### Given data ###

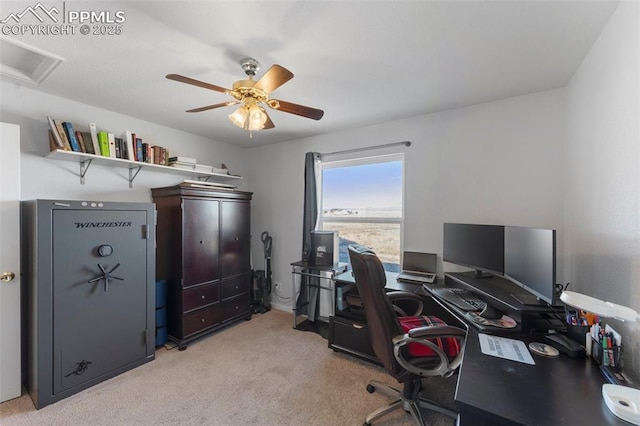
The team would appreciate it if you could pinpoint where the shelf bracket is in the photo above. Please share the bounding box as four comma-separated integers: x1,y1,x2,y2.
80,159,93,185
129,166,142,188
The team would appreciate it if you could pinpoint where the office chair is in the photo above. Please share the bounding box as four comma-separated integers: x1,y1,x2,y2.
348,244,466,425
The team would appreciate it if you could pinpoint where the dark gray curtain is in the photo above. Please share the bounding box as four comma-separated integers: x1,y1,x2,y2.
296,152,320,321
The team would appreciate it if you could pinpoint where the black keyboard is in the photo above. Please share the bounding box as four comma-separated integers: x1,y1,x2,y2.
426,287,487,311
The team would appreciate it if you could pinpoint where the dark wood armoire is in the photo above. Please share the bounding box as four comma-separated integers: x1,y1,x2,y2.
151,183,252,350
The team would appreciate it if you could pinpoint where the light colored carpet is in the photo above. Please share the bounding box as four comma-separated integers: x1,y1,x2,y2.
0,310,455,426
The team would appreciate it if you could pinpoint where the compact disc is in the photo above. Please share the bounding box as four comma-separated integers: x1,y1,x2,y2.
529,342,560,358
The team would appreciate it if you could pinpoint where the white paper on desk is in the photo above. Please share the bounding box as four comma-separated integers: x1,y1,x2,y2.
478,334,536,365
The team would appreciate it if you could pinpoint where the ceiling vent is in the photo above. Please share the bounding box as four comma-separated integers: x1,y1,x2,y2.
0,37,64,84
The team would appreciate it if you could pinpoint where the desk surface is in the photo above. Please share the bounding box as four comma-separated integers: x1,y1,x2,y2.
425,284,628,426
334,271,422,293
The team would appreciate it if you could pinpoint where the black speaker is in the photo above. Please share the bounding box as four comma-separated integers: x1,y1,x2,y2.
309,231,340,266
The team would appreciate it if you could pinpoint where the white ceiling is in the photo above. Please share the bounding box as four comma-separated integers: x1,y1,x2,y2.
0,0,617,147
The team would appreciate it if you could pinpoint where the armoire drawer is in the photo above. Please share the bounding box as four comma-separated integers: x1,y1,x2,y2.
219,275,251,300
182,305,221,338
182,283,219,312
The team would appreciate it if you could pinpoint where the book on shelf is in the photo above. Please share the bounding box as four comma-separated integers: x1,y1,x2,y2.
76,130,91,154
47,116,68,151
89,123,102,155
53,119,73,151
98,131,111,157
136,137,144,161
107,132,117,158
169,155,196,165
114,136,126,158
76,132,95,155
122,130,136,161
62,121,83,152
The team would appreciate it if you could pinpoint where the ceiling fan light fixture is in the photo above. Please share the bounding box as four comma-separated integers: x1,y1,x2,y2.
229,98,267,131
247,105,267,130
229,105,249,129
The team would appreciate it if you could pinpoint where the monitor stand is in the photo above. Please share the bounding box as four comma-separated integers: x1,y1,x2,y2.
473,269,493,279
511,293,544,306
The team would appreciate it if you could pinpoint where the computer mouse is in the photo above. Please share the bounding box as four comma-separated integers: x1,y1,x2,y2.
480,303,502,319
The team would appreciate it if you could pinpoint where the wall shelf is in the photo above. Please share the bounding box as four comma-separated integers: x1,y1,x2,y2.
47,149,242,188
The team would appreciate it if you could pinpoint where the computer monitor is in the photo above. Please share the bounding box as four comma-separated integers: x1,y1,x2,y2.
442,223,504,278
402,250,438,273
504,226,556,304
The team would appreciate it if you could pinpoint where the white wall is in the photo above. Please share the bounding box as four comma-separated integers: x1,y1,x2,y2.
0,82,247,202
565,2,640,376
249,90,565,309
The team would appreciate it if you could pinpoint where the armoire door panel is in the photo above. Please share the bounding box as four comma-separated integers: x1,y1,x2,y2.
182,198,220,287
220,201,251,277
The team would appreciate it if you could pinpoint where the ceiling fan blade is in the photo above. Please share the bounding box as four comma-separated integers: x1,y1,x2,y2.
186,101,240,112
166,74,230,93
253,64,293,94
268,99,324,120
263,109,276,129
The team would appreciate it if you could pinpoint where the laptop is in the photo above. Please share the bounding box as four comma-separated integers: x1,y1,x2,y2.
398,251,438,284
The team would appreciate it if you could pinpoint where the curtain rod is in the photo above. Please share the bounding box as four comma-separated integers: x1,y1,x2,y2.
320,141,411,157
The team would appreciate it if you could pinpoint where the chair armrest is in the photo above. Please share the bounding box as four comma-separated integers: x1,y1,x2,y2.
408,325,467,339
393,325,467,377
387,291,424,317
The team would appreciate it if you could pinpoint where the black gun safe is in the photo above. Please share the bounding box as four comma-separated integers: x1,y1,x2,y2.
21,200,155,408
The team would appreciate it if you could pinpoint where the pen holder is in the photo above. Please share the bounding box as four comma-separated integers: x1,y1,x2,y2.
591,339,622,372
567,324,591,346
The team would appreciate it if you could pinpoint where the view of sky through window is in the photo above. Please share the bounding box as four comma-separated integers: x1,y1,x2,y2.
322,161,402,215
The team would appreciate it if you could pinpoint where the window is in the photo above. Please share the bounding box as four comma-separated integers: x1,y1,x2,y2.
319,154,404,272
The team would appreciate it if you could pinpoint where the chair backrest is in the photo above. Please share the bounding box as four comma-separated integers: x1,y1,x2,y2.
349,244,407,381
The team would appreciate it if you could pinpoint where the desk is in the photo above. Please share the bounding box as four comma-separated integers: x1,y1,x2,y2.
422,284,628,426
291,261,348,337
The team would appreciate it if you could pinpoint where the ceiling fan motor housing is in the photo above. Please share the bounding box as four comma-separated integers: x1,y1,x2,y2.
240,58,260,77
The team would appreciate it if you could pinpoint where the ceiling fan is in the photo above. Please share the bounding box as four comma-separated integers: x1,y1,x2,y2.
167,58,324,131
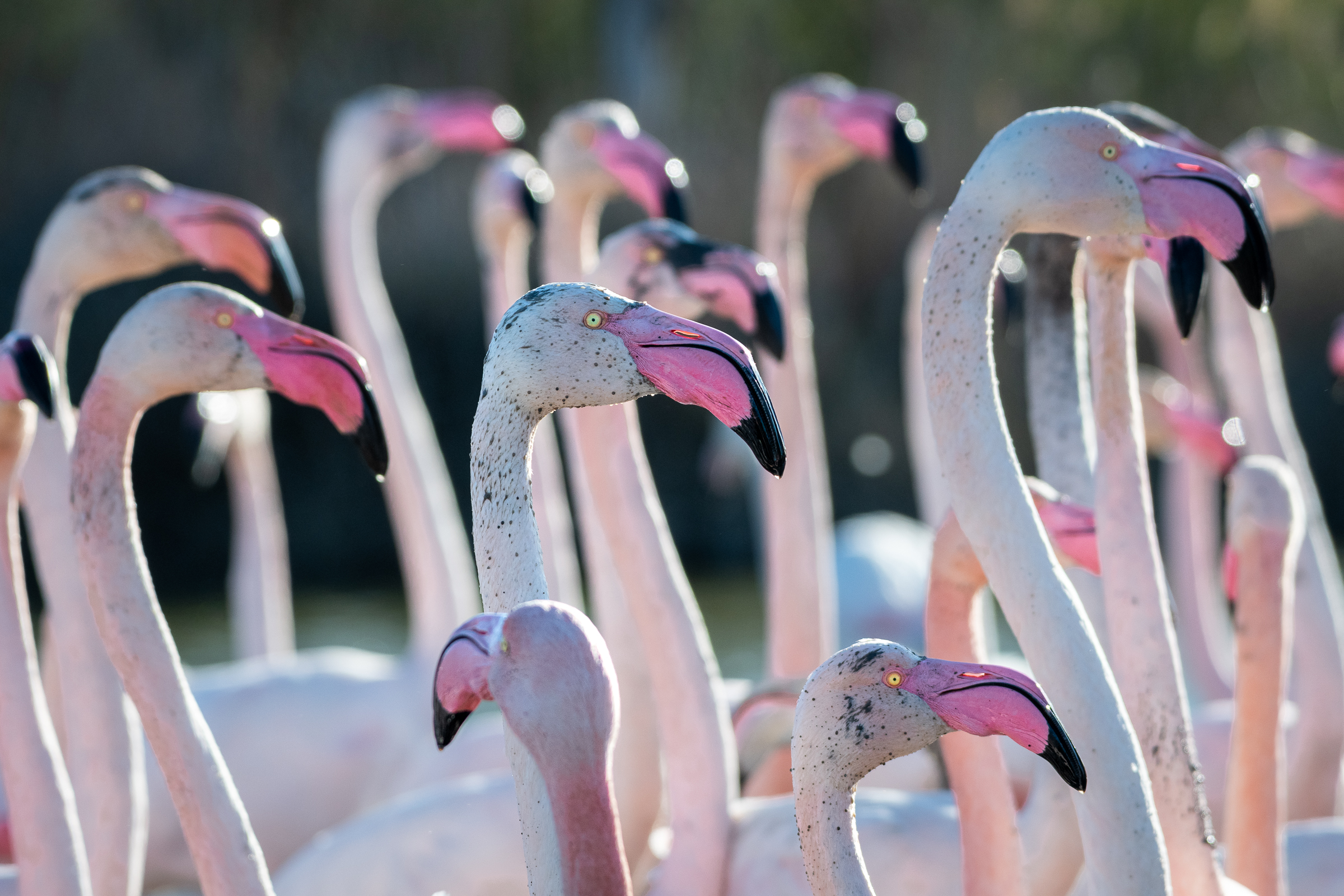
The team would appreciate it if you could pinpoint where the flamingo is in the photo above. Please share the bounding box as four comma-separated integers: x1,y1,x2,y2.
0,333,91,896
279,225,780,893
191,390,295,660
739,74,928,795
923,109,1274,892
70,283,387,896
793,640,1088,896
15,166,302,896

###

Exercise requirements: Reproduce the entries from the line containing "where the book" down to the line containing "62,121,83,152", replacing "book on shelf" with "shelved book" and leaving everything else unchanged.

Full solution:
The team would appreciate it if you could pinpoint where the shelved book is in the photo above. Please share the bounding box as four comma-separated integers: x1,y1,x2,y2.
76,130,91,154
47,116,68,151
89,123,102,155
53,119,73,151
98,131,111,157
136,137,144,161
107,132,117,158
169,155,196,165
114,136,126,158
76,132,95,155
122,130,136,161
62,121,83,152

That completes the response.